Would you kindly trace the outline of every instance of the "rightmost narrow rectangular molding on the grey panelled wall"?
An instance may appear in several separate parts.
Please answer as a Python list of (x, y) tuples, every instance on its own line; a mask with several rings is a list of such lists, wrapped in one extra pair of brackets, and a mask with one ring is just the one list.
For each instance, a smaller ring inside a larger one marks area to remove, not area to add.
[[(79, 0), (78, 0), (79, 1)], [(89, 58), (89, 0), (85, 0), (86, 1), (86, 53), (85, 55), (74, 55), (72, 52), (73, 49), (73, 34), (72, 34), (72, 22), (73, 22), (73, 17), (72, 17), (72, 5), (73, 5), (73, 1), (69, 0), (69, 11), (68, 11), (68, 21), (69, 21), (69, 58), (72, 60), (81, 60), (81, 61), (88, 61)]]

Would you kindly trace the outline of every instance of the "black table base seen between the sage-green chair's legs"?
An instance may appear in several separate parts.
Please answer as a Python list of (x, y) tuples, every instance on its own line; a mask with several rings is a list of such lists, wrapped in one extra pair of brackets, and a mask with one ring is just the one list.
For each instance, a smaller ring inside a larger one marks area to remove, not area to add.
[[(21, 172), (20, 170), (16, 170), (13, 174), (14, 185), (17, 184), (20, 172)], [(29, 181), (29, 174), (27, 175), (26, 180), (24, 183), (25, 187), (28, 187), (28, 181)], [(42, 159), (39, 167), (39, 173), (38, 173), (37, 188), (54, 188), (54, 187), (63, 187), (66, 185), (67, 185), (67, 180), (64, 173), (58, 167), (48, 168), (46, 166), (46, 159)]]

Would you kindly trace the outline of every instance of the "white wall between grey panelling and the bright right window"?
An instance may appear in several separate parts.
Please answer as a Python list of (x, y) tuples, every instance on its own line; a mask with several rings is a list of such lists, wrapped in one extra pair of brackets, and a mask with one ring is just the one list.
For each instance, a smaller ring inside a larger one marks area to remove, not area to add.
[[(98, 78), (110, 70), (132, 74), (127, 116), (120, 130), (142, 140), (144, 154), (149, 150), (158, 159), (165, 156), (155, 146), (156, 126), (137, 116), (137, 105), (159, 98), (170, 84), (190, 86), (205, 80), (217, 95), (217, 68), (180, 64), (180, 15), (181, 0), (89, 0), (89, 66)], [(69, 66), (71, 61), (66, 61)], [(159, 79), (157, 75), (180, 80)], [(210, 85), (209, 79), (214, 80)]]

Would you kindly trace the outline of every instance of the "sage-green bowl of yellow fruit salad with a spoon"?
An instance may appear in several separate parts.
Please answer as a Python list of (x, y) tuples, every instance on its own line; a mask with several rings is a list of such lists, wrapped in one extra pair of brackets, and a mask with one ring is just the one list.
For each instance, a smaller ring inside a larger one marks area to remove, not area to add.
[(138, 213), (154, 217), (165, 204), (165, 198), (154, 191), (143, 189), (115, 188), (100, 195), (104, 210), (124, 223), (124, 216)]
────────────────────────────────────────
■ **Requirement**: Find the lines above that hold "Would", then copy each of them.

■ **The answer**:
Would you kindly trace the outline of every instance of the "rightmost narrow rectangular molding on the grey panelled wall"?
Would you kindly trace the outline of every instance of the "black table base seen between the sage-green chair's legs"?
Would you kindly trace the outline of every instance of the "white wall between grey panelling and the bright right window"?
Would you kindly trace the outline of every instance of the "sage-green bowl of yellow fruit salad with a spoon"?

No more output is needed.